--- Supplied data ---
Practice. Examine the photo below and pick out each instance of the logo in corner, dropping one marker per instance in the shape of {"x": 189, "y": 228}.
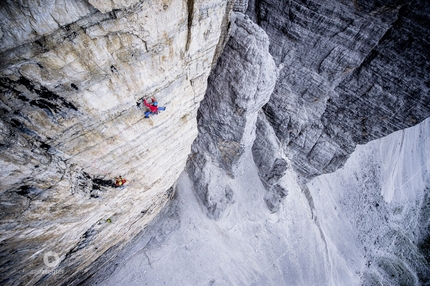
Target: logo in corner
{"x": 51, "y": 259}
---
--- Supplied data ---
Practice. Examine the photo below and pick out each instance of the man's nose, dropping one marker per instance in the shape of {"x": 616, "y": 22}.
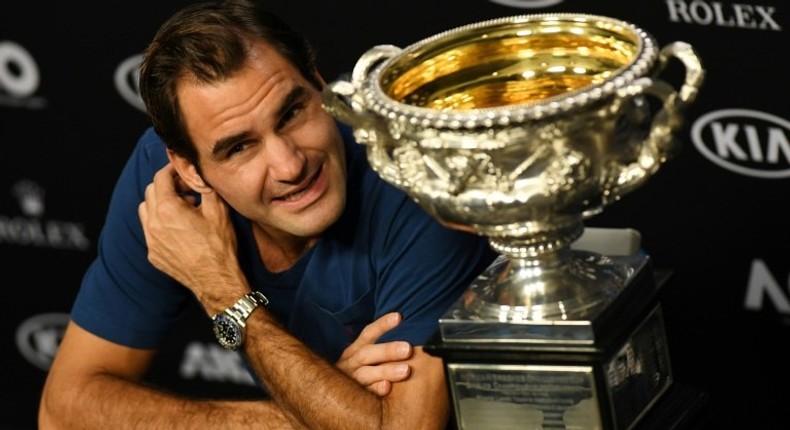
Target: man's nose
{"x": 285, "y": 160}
---
- **Problem to solve**: Copy out each line of the entries where the word "pick" is found.

- **Response area**:
Practice. Examine the photo below and pick out each instance of the logo in corner, dropping one marker per instance in the shape of {"x": 189, "y": 228}.
Practice. Examine the photo below and pick out each instance of the man's nose, dropping one marker per instance in the shape of {"x": 616, "y": 22}.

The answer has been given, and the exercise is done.